**TEKS YANG DITAMPILKAN:**
──────
Orang-orang yang menolak hadis dan mengklaim hanya mengikuti Alquran
sebenarnya sama sekali tidak memahami Alquran. Ada banyak bukti yang
sangat jelas dalam Alquran sendiri tentang perlunya mengikuti Nabi saw. dan sunahnya. Tidak ada pemisahan antara Alquran dan sunah, karena keduanya saling melengkapi, dan berjalan seiring. Kenyataan tersebut disebutkan dalam berbagai ayat Alquran, termasuk ayat-ayat berikut ini: Apa yang diberikan Rasul kepadamu, maka terimalah dia, dan apa yang dilarangnya bagimu, maka tinggalkanlah. (Q 59:7). Hai orang-orang beriman, taatilah Allah, dan taatilah rasul dan ulil amri di antara kalian. (Q 4:59). Dan taatilah Allah dan taatilah Rasul, supaya kamu diberi rahmat. (Q 3:132).

Katakanlah, “Jika kamu benar-benar mencintai Allah, ikutilah Aku,
niscaya Allah mengasihi dan mengampuni dosa-dosamu,” Allah Maha Pengampun lagi Maha Penyayang. (Q 3:31). Sesungguhnya telah ada pada diri Rasulullah itu suri teladan yang baik bagimu, yaitu bagi orang yang mengharap rahmat Allah dan kedatangan Hari Kiamat, dan dia banyak menyebut nama Allah. (Q 33:21)
──────
Catatan
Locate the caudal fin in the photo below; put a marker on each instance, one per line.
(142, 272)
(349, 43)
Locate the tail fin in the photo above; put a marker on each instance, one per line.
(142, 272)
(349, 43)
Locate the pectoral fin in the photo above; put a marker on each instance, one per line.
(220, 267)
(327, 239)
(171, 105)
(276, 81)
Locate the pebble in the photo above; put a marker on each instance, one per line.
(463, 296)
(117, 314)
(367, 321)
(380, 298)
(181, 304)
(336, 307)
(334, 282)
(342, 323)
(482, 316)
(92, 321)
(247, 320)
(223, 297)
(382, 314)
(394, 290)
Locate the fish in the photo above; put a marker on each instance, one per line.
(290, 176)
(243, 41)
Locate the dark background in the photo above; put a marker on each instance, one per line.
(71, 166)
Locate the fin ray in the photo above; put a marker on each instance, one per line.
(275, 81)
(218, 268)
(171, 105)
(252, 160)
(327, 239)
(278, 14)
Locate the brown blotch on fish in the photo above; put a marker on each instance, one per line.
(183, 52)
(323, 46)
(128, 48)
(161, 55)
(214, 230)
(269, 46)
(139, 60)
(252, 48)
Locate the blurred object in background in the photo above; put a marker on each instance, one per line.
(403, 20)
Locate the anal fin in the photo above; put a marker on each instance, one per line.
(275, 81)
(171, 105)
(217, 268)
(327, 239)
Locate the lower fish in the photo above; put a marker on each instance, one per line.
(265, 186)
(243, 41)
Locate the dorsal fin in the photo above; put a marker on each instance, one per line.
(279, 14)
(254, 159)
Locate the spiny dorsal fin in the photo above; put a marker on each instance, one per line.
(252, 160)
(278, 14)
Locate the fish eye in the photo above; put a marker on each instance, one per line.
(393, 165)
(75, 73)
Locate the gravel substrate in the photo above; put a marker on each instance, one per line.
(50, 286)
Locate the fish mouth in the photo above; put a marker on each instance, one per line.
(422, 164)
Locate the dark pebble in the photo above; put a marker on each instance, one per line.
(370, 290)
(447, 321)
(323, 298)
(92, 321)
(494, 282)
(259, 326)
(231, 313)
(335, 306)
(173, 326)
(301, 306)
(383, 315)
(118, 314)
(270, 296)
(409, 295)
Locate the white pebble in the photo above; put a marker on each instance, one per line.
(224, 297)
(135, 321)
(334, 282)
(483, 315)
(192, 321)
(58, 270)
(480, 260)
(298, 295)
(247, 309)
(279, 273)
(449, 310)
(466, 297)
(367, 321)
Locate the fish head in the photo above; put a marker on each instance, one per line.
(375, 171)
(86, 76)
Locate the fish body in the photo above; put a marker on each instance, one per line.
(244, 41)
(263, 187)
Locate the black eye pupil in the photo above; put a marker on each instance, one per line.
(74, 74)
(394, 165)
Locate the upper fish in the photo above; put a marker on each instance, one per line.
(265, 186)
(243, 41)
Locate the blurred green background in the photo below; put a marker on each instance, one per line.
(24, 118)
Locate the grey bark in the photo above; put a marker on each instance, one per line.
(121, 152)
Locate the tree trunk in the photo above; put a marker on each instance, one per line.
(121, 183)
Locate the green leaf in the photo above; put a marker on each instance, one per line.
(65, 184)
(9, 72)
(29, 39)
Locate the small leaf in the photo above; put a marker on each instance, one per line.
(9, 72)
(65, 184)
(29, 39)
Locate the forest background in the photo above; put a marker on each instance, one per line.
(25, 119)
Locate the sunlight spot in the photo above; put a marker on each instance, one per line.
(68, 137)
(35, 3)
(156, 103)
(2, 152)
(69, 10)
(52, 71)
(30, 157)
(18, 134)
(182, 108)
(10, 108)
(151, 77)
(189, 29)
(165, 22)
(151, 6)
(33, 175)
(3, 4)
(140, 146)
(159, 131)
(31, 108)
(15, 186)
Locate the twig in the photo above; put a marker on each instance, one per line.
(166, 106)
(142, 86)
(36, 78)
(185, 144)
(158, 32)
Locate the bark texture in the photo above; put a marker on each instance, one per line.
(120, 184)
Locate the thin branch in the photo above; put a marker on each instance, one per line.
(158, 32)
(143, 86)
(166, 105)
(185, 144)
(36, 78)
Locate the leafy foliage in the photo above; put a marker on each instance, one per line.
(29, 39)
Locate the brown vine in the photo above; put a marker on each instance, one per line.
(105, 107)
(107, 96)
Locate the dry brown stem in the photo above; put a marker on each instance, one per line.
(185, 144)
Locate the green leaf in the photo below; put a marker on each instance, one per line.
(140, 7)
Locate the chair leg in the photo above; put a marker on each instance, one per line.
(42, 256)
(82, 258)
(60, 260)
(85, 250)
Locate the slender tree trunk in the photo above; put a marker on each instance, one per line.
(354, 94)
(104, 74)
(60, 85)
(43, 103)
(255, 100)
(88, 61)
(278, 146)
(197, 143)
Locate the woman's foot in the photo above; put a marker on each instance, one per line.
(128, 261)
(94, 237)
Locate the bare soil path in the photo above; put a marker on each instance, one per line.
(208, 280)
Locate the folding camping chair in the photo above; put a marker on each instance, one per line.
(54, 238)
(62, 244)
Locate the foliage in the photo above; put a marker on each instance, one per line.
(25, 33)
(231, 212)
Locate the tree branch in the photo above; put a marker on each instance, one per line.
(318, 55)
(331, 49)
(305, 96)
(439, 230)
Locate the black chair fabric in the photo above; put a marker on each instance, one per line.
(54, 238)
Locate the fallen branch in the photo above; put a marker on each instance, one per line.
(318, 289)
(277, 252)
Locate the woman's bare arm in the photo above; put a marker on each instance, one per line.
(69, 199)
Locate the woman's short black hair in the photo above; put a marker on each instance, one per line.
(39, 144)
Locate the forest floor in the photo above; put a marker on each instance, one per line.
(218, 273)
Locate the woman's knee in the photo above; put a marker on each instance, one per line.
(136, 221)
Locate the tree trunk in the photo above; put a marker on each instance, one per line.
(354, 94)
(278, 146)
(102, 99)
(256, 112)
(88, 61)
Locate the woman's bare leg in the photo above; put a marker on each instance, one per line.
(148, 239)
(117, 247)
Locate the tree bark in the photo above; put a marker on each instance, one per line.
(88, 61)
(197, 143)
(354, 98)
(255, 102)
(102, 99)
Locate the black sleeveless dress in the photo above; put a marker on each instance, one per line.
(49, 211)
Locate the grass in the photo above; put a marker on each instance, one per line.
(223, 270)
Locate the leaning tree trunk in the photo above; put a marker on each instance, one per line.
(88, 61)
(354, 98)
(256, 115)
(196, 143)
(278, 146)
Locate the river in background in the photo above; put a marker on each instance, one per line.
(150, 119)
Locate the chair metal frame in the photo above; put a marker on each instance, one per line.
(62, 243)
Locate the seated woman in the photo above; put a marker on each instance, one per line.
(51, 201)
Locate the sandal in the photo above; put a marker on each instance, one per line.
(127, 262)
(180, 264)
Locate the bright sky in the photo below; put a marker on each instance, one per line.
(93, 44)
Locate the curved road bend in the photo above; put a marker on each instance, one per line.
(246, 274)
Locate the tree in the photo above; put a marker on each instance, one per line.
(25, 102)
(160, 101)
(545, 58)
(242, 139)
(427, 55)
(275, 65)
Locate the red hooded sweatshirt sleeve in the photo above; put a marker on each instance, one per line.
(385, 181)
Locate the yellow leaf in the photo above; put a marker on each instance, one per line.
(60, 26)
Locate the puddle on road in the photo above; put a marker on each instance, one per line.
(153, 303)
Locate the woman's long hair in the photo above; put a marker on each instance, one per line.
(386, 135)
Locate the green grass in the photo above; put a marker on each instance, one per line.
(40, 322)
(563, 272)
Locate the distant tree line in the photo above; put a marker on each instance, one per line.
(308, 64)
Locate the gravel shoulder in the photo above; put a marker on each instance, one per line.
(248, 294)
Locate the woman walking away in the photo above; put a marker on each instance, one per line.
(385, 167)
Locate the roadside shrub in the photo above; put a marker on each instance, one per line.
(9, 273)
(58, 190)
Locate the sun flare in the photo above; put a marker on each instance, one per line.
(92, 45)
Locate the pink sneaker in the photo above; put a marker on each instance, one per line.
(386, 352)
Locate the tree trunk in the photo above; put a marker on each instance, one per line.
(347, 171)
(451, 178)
──────
**TUGAS YANG DIKERJAKAN:**
1. Dalam teks tentang Alquran dan sunah, ayat mana yang memerintahkan agar menerima apa yang diberikan Rasul dan meninggalkan apa yang dilarangnya?
2. Tolong kutip bagian teks tentang Alquran dan sunah mulai dari "Orang-orang yang menolak" sampai dengan "rahmat. (Q 3:132).".
3. Berdasarkan teks tentang Alquran dan sunah, jelaskan mengapa orang yang menolak hadis dan mengaku hanya mengikuti Alquran dinilai tidak memahami Alquran.

**JAWABAN LATIHAN:**
1. Q 59:7.

2.
Orang-orang yang menolak hadis dan mengklaim hanya mengikuti Alquran
sebenarnya sama sekali tidak memahami Alquran. Ada banyak bukti yang
sangat jelas dalam Alquran sendiri tentang perlunya mengikuti Nabi saw. dan sunahnya. Tidak ada pemisahan antara Alquran dan sunah, karena keduanya saling melengkapi, dan berjalan seiring. Kenyataan tersebut disebutkan dalam berbagai ayat Alquran, termasuk ayat-ayat berikut ini: Apa yang diberikan Rasul kepadamu, maka terimalah dia, dan apa yang dilarangnya bagimu, maka tinggalkanlah. (Q 59:7). Hai orang-orang beriman, taatilah Allah, dan taatilah rasul dan ulil amri di antara kalian. (Q 4:59). Dan taatilah Allah dan taatilah Rasul, supaya kamu diberi rahmat. (Q 3:132).

3. Alquran sendiri memuat banyak bukti yang sangat jelas tentang perlunya mengikuti Nabi saw. dan sunahnya. Selain itu, Alquran dan sunah tidak terpisah karena keduanya saling melengkapi dan berjalan seiring.